WHAT IS BEING ASKED: Extract the line that contains "Target: blue shirt sleeve" and every line after it to the end of the records below, exactly as written and nothing else.

--- DATA PROVIDED ---

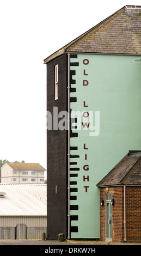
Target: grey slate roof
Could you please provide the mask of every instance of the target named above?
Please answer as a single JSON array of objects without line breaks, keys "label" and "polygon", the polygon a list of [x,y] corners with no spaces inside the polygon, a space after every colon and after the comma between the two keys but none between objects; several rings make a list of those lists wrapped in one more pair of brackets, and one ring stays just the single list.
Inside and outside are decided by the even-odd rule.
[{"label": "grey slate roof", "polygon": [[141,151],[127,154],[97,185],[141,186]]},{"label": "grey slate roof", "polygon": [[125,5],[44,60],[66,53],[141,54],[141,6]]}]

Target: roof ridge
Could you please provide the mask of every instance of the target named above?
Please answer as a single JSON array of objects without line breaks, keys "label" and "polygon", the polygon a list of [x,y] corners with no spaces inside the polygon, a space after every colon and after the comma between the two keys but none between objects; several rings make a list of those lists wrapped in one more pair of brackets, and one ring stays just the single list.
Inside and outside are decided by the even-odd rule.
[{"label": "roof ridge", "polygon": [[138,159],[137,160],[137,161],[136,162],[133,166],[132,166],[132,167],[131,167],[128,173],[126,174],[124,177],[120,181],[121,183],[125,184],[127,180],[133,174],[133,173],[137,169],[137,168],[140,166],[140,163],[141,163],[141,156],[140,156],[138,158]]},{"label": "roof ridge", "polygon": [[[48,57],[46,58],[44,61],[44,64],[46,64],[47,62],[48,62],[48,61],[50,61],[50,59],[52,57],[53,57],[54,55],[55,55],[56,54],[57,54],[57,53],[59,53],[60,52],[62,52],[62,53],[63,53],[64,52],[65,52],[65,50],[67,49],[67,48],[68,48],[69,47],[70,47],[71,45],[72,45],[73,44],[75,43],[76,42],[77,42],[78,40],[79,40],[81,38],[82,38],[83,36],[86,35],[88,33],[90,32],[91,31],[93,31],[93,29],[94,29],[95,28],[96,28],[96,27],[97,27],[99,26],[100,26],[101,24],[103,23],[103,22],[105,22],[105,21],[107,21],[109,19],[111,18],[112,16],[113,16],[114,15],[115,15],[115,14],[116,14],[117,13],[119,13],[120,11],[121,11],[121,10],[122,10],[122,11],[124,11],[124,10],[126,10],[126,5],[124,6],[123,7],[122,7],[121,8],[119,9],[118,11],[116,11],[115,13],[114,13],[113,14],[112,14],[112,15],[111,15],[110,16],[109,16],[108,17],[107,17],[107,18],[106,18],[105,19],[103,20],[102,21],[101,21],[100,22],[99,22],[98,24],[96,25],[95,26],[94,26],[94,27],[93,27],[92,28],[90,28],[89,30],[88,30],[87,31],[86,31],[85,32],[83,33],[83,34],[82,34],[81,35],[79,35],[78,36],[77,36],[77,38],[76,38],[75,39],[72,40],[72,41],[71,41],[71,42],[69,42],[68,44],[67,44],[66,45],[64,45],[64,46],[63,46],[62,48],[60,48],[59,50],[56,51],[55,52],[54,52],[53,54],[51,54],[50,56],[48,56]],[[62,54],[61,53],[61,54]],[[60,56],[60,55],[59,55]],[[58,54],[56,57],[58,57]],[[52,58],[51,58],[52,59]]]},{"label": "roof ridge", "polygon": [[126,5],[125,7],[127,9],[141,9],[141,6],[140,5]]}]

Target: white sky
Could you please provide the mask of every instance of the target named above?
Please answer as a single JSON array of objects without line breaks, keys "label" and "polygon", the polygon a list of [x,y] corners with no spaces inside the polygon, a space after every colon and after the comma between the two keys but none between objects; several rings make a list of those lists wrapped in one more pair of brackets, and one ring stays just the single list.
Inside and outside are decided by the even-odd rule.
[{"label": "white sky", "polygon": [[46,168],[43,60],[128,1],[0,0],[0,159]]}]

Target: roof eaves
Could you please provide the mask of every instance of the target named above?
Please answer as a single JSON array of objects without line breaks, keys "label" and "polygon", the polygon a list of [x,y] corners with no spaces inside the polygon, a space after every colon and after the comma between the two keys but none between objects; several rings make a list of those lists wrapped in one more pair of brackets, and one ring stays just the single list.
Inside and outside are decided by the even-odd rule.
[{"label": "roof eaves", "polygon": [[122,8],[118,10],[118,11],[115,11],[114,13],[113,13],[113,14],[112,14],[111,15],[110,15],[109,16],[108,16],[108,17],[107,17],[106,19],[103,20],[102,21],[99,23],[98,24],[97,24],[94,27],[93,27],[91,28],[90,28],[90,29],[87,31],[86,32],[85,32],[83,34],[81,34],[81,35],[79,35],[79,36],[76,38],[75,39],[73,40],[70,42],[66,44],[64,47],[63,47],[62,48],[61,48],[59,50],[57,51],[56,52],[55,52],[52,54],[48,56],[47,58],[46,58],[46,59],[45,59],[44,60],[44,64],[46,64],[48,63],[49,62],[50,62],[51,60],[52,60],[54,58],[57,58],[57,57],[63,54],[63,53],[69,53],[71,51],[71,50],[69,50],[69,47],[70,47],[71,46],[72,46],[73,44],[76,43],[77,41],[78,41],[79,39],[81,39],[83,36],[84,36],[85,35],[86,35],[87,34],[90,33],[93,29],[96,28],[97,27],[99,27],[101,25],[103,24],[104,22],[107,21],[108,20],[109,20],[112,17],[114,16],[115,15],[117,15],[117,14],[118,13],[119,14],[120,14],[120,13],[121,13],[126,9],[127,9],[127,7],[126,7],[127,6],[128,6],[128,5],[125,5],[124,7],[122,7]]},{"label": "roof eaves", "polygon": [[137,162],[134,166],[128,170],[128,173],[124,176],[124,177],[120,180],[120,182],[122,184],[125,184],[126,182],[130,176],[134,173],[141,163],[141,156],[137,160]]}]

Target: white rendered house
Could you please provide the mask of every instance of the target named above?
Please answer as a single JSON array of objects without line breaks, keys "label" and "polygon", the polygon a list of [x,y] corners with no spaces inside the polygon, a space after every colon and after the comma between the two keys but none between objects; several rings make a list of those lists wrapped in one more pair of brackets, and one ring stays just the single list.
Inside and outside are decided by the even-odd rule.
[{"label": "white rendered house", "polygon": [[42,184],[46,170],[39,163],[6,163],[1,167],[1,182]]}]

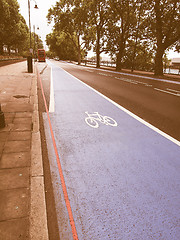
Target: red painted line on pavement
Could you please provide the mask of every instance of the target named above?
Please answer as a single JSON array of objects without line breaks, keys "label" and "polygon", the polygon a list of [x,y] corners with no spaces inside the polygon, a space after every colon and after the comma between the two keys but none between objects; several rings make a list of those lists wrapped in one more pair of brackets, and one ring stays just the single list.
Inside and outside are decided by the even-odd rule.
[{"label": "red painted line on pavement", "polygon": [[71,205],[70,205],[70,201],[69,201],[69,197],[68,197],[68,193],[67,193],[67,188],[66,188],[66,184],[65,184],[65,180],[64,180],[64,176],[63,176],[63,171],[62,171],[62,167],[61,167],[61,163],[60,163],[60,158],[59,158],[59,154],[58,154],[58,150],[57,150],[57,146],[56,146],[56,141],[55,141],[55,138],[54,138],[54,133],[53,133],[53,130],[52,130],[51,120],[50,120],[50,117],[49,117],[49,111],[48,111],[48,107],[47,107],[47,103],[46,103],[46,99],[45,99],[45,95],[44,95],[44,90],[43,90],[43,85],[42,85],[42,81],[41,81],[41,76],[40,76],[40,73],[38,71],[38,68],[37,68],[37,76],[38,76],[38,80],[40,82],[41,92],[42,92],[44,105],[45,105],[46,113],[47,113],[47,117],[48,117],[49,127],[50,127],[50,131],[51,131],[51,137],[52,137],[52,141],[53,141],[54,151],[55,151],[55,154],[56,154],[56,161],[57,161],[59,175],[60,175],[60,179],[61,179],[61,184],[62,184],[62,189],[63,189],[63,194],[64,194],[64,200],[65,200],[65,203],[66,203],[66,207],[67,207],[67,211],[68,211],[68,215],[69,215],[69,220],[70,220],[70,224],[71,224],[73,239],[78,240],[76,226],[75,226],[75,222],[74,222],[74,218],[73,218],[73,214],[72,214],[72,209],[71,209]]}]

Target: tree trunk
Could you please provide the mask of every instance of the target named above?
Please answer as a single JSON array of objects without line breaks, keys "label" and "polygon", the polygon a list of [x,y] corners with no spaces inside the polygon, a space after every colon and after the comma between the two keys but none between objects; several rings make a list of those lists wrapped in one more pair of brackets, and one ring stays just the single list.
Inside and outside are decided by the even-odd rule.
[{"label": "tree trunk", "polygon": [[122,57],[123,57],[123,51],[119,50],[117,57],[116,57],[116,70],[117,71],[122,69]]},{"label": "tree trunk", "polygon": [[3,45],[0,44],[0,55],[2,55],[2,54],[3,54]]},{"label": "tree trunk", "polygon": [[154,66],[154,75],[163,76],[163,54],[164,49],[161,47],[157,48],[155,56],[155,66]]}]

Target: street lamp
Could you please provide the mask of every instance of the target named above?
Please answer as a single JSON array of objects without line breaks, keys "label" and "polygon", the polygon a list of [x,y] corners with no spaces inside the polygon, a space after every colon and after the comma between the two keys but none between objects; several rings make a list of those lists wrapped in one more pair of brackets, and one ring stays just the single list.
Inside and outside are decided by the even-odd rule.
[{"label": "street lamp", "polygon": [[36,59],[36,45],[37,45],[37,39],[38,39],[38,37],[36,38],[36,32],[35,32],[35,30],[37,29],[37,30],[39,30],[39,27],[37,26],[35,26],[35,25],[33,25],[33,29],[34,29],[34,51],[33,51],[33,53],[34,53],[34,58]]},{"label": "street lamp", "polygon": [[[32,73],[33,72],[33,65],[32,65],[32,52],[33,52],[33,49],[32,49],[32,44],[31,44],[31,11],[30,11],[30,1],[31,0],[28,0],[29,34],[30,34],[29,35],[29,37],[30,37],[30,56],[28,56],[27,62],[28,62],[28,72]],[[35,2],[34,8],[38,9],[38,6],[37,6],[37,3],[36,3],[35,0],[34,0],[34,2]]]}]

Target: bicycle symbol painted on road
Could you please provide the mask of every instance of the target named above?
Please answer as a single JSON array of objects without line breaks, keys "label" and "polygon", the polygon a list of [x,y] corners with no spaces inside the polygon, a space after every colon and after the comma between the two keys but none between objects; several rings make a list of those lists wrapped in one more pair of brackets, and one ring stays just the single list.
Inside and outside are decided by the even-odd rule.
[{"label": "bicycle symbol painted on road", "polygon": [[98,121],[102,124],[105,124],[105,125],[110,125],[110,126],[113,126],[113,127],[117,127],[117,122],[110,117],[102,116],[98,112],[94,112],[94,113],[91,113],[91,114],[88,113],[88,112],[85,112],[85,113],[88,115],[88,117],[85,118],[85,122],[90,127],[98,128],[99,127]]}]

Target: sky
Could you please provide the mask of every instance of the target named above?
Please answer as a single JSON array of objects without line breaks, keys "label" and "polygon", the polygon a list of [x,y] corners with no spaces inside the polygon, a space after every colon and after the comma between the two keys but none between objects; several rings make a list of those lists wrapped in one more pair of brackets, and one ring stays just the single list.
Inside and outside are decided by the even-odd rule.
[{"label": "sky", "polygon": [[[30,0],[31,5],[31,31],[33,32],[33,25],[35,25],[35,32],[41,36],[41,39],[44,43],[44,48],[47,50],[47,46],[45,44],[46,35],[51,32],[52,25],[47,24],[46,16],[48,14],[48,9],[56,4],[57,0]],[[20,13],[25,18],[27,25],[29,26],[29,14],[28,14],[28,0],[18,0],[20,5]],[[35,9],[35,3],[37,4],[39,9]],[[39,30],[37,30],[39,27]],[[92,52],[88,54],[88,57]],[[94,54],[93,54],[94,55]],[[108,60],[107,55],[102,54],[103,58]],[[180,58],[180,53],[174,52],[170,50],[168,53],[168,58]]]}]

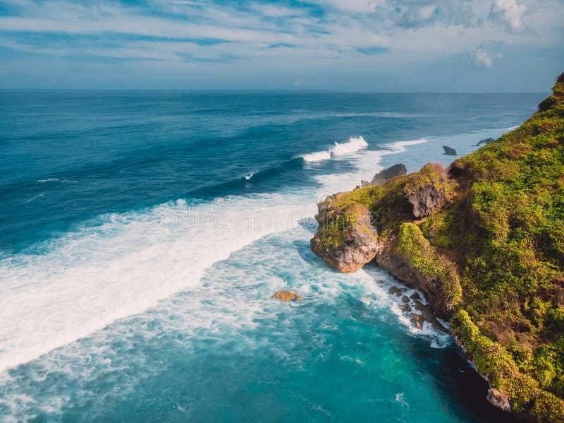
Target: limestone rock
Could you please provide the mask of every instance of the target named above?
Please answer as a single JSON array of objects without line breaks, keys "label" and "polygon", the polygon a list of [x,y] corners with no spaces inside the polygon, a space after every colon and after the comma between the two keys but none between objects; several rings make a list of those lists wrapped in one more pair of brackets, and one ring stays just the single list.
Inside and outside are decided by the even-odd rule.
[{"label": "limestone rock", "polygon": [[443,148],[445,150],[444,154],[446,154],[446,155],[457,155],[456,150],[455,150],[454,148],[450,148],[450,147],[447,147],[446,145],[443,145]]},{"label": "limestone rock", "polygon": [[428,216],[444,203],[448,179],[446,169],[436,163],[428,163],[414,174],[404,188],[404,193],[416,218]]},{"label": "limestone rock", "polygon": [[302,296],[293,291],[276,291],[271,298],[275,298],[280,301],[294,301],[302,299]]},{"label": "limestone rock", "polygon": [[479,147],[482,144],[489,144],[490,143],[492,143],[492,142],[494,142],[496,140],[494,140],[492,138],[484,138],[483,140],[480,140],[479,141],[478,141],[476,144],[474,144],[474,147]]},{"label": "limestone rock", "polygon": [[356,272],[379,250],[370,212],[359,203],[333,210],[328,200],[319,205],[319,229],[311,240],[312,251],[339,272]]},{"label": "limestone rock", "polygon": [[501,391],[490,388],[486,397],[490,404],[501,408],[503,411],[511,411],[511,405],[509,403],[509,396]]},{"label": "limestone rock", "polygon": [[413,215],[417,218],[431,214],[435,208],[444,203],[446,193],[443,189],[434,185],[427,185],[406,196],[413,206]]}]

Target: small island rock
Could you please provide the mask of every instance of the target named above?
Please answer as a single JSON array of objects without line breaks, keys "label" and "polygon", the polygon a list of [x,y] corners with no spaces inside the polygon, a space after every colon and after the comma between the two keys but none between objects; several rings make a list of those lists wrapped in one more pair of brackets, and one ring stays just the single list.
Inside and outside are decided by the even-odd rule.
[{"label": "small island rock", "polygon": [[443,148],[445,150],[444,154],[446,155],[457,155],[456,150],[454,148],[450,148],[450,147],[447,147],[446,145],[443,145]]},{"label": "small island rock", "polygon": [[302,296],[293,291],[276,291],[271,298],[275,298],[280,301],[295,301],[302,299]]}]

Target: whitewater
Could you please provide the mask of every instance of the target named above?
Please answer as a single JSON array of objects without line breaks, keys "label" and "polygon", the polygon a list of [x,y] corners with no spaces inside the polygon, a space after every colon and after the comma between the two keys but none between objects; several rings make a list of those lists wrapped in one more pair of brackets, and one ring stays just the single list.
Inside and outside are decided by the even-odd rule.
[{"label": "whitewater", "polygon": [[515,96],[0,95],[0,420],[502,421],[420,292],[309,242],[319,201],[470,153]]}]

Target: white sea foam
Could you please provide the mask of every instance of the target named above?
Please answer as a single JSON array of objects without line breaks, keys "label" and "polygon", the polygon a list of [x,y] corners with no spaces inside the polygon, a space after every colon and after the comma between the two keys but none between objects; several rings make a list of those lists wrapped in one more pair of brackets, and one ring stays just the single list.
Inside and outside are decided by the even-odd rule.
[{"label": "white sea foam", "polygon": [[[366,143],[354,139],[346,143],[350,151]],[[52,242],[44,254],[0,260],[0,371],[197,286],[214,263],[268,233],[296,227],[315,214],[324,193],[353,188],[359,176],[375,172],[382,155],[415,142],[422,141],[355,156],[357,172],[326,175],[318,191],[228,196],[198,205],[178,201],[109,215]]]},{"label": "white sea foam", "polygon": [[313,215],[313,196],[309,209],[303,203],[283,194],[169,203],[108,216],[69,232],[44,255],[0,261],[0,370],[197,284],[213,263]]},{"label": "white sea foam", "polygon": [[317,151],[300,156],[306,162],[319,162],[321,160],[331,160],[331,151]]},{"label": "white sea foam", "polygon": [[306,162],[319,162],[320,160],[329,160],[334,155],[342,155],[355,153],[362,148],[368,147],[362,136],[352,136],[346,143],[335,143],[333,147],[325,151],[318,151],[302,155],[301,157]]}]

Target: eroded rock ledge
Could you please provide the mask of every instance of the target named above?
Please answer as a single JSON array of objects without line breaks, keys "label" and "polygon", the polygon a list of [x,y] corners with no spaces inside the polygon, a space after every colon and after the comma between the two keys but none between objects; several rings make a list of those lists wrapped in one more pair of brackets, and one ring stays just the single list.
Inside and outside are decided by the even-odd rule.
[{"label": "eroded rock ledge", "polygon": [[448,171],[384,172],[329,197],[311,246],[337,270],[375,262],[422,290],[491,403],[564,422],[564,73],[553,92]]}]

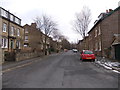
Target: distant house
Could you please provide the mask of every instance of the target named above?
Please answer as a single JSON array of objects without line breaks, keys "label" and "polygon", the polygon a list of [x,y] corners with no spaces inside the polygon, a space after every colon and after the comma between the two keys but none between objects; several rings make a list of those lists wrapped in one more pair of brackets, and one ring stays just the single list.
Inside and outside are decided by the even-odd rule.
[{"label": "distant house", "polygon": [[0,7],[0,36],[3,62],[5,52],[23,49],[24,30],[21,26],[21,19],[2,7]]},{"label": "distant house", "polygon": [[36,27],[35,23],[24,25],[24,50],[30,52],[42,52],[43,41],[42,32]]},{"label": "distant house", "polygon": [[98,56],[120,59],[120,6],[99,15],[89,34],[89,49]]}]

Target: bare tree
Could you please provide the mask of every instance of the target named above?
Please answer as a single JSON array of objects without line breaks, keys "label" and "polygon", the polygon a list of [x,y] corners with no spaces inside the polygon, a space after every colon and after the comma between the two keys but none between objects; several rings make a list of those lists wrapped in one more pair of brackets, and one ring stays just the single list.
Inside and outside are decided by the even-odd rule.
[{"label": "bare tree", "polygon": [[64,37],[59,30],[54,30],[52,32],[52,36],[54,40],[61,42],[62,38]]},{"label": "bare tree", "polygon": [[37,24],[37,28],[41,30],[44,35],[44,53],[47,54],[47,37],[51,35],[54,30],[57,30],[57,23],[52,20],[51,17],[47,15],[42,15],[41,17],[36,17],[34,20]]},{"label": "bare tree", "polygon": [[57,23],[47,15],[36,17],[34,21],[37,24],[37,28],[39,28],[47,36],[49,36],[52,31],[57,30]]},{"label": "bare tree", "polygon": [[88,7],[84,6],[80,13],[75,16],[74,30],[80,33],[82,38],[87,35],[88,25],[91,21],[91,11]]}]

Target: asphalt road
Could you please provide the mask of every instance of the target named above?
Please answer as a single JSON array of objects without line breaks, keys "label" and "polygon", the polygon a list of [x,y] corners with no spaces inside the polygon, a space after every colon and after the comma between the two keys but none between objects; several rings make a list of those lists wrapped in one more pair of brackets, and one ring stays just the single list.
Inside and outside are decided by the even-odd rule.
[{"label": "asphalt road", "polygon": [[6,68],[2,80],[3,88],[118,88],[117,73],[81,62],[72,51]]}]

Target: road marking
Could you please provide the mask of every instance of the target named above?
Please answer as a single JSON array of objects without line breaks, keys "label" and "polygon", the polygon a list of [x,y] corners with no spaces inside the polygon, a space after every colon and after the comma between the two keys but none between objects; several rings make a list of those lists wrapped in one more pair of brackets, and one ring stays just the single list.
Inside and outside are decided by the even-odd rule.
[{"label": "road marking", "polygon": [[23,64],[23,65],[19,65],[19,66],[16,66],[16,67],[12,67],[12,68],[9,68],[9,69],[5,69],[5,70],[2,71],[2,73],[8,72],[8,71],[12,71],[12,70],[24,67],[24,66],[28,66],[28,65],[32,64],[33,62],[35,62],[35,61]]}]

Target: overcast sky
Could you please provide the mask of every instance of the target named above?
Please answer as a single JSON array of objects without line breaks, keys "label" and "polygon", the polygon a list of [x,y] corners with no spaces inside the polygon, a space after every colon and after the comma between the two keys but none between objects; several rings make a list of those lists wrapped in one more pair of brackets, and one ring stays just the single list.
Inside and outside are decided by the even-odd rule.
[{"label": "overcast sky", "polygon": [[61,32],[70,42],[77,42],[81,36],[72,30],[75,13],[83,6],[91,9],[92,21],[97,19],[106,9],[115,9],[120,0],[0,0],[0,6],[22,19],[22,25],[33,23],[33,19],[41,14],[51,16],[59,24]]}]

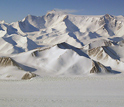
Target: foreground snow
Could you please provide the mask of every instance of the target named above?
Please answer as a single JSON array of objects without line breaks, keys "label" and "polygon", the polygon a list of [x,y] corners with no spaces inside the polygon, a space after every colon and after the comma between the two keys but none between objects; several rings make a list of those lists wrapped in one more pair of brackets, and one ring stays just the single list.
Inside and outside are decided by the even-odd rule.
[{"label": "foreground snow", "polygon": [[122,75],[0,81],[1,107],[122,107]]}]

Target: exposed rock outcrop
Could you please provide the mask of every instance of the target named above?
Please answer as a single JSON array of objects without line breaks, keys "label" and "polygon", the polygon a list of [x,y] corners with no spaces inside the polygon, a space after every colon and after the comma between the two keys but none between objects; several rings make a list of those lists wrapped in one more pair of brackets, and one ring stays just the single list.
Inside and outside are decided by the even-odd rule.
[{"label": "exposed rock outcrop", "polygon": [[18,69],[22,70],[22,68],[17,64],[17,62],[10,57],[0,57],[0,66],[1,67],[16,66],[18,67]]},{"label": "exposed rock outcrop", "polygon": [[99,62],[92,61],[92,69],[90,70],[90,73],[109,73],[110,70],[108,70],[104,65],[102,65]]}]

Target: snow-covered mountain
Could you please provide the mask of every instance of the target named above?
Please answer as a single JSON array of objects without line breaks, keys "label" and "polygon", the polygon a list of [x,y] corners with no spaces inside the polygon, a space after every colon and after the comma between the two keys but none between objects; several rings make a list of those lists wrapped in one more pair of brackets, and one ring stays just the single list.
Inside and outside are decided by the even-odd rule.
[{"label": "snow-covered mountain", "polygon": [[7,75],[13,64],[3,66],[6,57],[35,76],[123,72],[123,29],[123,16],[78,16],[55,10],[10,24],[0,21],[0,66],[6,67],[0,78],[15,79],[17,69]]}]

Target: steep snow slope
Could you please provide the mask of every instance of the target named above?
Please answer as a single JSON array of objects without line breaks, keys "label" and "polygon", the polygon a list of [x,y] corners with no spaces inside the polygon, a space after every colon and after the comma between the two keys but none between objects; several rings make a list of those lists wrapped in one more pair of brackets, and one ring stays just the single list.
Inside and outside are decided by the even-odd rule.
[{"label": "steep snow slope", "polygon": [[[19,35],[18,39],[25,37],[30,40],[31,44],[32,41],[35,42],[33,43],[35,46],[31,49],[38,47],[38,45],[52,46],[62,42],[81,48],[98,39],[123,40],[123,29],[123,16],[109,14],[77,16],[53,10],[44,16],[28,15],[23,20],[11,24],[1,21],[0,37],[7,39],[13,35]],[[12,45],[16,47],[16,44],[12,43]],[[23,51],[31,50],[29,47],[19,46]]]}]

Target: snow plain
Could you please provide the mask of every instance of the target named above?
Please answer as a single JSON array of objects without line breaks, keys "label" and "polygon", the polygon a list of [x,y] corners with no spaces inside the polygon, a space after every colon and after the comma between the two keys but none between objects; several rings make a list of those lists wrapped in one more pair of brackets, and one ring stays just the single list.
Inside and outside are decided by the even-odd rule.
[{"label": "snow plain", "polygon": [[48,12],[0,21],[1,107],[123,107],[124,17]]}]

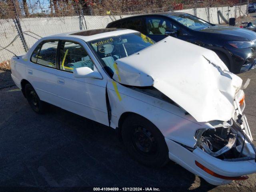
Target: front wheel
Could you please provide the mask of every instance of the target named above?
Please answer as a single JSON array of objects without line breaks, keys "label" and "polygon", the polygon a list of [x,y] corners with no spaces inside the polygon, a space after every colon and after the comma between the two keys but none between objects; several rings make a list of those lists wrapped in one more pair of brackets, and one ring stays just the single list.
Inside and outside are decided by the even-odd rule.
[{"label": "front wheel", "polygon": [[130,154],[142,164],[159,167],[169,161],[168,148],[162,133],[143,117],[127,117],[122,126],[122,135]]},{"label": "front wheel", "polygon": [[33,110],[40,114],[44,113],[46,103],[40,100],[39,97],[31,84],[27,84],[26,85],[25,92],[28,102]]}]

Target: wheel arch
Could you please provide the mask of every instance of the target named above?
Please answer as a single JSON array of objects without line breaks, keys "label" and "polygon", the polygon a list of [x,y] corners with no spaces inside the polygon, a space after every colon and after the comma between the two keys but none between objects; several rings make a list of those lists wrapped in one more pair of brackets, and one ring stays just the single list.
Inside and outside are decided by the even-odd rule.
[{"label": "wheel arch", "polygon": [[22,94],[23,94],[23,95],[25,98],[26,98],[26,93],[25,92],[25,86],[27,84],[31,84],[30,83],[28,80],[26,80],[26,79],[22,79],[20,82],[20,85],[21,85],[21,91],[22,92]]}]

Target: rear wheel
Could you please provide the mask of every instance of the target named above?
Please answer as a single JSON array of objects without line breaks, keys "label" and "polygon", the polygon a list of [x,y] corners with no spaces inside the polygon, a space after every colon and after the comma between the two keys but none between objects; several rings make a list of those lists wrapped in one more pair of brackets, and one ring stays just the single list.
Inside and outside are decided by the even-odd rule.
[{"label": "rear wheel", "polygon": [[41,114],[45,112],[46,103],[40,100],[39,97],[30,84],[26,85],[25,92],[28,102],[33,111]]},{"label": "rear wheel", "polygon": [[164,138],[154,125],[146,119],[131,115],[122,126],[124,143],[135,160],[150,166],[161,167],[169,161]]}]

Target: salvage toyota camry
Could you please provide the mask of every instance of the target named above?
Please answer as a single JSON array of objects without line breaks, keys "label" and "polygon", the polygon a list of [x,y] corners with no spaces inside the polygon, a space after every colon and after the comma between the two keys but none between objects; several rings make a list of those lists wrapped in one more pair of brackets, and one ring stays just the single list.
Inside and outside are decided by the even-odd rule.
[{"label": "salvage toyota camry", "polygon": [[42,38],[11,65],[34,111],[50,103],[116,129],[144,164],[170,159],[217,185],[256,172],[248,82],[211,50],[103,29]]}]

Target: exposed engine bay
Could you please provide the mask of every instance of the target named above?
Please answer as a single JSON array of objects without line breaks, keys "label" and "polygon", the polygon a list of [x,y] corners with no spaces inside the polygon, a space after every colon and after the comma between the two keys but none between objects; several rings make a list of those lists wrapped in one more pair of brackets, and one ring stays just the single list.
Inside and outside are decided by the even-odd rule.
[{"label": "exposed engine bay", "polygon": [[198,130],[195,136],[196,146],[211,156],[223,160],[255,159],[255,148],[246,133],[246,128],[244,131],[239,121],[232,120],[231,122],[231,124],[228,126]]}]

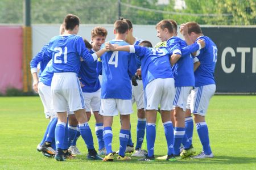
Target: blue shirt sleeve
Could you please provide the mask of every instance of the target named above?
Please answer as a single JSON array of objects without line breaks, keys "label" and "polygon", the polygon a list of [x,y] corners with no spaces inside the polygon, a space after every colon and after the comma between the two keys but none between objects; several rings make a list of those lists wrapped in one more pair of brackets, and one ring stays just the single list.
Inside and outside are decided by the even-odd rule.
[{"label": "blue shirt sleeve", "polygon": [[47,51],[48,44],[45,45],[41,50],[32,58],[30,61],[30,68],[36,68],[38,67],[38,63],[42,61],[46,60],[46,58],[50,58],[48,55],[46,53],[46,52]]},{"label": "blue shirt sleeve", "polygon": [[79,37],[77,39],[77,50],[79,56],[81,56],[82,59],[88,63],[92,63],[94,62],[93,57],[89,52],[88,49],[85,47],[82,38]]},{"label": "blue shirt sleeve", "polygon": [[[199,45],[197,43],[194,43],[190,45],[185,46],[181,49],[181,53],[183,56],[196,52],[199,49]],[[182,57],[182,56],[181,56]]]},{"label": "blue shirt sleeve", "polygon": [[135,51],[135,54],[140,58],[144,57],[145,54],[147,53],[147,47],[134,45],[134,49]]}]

---

WRITTEN REPLY:
Target: blue shirt sleeve
Could you please provide the mask of every instance of the target named above?
Please answer as a single JSON array of objects without line breaks, keys "label" and "polygon", the polygon a list of [x,y] corners with no spaces inside the polygon, a space after every colon and after the comma between the two keys but none between objects; several rings make a list of those lists wrapped in one more pair of brackets, and one ring stays just the single list.
Inside and outside are decided by the even-odd rule.
[{"label": "blue shirt sleeve", "polygon": [[47,51],[48,44],[45,45],[41,50],[32,58],[30,61],[30,68],[36,68],[38,67],[38,63],[42,61],[46,60],[46,58],[50,58],[48,55],[46,53],[46,52]]},{"label": "blue shirt sleeve", "polygon": [[79,37],[77,39],[77,50],[79,56],[81,56],[82,59],[88,63],[92,63],[94,62],[93,57],[89,52],[88,49],[85,47],[82,38]]},{"label": "blue shirt sleeve", "polygon": [[[199,45],[197,43],[194,43],[190,45],[185,46],[181,49],[181,53],[183,56],[196,52],[199,49]],[[182,57],[182,56],[181,56]]]},{"label": "blue shirt sleeve", "polygon": [[135,51],[135,54],[140,58],[144,57],[145,54],[147,53],[147,47],[134,45],[134,49]]}]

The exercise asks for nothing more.